BEGIN Data

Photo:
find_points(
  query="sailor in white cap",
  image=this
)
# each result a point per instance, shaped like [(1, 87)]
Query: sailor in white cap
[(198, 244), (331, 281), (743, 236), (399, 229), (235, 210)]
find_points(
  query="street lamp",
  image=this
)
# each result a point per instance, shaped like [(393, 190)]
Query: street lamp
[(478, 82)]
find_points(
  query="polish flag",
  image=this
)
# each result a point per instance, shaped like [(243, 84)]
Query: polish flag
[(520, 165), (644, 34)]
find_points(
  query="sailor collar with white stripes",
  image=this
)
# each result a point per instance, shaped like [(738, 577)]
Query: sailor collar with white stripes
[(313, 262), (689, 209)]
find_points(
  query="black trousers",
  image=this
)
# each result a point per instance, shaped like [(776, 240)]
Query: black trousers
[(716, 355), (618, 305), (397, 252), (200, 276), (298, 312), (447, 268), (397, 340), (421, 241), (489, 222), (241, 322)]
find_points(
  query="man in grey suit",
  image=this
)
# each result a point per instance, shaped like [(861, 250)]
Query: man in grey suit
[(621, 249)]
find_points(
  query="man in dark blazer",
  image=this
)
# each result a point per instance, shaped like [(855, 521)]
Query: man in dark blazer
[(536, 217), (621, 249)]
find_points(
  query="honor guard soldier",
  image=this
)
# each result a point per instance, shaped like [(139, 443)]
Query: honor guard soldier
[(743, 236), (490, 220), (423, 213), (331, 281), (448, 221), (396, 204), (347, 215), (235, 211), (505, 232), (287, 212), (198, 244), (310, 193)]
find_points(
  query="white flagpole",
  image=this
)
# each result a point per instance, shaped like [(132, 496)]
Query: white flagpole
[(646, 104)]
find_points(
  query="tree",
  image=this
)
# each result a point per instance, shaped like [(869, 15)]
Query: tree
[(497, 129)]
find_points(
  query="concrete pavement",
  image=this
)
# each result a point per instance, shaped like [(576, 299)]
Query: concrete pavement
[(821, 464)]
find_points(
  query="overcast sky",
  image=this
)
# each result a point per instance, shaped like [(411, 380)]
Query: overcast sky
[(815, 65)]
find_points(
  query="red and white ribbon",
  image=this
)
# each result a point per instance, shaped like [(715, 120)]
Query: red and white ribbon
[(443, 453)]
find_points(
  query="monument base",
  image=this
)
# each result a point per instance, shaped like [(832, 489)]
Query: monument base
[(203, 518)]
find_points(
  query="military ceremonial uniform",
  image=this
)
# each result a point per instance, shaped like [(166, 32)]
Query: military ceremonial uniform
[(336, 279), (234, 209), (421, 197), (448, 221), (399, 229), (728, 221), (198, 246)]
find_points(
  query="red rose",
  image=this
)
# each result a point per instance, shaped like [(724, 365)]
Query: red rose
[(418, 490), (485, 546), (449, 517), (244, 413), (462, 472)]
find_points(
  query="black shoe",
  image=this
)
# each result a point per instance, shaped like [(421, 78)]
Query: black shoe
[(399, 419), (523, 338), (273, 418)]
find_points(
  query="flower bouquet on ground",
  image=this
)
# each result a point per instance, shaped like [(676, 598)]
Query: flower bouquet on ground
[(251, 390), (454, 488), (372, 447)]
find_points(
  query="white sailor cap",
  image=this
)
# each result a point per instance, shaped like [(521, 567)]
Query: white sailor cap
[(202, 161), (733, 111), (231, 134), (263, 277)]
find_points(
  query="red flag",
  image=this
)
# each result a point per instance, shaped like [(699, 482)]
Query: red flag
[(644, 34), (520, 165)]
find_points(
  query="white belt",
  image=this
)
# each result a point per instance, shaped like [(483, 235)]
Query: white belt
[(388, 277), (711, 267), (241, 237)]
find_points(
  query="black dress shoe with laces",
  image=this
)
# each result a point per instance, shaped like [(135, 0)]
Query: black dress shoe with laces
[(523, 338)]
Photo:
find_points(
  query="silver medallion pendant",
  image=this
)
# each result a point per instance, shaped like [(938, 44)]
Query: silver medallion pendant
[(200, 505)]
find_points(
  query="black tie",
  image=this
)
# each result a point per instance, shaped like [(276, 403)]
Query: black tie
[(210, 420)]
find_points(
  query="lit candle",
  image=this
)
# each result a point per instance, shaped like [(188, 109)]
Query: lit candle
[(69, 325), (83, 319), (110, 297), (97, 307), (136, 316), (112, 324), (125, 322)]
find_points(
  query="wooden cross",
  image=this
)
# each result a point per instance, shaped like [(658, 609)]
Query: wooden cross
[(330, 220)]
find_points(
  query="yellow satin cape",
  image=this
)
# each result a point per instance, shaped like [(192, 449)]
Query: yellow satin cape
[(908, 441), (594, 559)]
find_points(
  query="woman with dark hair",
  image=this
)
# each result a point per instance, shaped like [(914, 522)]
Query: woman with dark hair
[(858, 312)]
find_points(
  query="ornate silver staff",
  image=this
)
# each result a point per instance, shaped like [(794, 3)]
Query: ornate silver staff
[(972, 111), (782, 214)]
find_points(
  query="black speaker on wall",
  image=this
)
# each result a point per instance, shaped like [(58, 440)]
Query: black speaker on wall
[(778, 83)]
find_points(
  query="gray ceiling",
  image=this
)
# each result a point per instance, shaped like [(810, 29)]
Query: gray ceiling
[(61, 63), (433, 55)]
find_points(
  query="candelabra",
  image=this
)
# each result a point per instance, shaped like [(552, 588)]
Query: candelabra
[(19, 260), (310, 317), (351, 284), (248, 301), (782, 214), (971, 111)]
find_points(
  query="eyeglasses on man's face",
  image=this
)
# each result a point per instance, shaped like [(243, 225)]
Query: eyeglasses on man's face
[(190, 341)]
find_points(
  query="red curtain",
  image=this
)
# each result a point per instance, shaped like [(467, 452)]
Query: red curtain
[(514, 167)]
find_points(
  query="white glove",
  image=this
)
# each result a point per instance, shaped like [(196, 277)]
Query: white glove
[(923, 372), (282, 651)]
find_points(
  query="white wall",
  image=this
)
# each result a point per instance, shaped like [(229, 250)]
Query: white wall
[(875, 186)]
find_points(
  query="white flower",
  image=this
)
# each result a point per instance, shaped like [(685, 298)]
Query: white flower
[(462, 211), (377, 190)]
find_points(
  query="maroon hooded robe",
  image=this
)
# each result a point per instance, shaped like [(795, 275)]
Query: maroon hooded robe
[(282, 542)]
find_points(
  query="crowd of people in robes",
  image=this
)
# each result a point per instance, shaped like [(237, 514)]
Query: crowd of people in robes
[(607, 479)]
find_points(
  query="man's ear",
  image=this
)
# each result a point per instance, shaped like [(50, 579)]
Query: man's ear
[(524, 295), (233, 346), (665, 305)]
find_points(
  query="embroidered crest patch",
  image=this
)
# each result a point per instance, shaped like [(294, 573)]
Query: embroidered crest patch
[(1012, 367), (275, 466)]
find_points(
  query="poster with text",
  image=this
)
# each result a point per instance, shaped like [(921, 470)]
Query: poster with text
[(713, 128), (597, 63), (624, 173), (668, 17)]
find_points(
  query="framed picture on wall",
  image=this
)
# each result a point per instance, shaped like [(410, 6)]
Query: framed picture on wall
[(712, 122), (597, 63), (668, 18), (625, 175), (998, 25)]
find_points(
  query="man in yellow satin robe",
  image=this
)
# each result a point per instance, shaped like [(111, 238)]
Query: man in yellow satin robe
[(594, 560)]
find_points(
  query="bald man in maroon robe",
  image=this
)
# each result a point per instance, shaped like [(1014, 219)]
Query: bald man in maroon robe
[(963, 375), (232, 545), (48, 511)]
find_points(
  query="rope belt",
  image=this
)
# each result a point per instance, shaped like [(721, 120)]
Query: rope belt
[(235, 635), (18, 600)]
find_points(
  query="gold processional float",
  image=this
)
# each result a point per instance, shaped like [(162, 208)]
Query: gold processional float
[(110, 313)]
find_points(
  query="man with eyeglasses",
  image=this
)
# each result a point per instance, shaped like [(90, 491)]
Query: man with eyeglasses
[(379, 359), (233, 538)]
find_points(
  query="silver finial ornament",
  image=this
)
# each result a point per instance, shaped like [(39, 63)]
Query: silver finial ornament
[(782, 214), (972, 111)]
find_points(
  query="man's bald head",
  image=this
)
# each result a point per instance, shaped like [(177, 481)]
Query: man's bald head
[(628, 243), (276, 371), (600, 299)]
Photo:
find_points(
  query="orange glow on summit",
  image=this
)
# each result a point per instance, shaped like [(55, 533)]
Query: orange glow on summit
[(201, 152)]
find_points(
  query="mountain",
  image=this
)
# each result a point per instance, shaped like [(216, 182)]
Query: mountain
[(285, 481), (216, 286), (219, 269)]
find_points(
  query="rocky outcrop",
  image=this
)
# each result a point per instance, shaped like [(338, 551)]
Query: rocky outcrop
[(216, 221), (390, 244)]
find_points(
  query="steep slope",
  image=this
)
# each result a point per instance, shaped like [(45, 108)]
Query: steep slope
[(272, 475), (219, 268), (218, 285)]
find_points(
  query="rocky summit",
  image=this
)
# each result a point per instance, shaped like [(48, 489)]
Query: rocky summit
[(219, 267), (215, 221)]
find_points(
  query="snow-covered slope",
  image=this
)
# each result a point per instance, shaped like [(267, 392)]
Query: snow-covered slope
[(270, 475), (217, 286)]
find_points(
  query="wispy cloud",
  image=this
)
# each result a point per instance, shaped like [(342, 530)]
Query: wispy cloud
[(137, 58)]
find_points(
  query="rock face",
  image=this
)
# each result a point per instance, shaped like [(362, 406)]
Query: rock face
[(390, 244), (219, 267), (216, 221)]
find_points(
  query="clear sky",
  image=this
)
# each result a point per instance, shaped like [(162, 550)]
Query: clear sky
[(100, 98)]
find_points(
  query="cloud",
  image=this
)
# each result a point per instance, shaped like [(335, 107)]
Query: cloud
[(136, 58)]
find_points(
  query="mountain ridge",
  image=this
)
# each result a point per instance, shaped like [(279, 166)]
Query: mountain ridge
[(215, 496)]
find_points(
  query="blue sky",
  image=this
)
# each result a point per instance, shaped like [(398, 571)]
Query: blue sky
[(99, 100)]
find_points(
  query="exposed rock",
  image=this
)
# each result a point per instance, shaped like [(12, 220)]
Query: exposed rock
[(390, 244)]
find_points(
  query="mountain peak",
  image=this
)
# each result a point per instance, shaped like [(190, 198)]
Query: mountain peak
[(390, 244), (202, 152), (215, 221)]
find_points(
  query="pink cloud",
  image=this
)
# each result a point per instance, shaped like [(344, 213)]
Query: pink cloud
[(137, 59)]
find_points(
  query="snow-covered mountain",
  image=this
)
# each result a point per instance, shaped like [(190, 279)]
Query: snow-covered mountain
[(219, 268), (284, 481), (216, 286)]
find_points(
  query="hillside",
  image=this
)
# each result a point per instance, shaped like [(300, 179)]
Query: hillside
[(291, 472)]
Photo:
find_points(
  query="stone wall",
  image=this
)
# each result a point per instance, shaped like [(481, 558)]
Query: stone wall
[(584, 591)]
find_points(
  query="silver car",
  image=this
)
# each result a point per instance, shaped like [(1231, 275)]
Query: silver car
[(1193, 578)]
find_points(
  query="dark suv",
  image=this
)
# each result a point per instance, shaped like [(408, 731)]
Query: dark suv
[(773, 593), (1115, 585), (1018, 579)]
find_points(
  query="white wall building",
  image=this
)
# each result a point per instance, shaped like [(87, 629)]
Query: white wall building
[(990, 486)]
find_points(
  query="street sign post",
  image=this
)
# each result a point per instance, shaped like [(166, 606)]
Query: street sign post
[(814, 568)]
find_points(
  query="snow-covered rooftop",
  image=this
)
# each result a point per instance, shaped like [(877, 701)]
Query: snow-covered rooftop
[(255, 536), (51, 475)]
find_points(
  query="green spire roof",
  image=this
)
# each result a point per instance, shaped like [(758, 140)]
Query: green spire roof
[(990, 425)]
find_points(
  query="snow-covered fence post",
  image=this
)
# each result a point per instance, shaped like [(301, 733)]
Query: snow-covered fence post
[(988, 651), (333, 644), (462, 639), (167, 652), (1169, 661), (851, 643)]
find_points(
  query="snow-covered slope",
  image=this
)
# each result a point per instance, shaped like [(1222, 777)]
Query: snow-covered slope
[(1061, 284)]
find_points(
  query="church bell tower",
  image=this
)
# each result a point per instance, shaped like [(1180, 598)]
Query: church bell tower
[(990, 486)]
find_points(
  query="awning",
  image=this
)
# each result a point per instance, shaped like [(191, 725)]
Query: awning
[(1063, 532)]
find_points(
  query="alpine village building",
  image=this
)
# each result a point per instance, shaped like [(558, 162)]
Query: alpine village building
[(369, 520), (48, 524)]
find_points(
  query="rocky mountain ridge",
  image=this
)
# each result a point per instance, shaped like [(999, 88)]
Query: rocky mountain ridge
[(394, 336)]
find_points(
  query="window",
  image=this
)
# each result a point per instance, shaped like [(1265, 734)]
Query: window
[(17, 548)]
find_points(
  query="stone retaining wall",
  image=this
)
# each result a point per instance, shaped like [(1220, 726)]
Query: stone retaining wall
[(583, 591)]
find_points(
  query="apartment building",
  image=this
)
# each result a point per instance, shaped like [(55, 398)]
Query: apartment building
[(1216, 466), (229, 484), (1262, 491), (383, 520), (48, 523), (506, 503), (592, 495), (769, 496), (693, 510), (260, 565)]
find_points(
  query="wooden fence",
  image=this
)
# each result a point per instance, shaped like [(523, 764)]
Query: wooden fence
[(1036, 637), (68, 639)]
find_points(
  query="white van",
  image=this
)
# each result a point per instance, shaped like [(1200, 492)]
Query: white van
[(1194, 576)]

END Data

Requirement>
Where the line holding "# each result a point per instance, shaped like [(794, 3)]" appears in the listing above, start reproducing exactly, and end with the line holding "# each result a point per instance, shaped like [(810, 29)]".

Answer for the task>
# each result a point per instance, shaped like [(794, 3)]
Query: ornate silver staff
[(972, 111), (782, 214)]
find_points(
  query="black speaker on wall",
  image=this
)
# each result a point per instance, shaped like [(58, 440)]
Query: black speaker on wall
[(778, 83)]
find_points(
  query="gray ceiling",
  image=this
)
# each result a point per instance, shaped like [(810, 29)]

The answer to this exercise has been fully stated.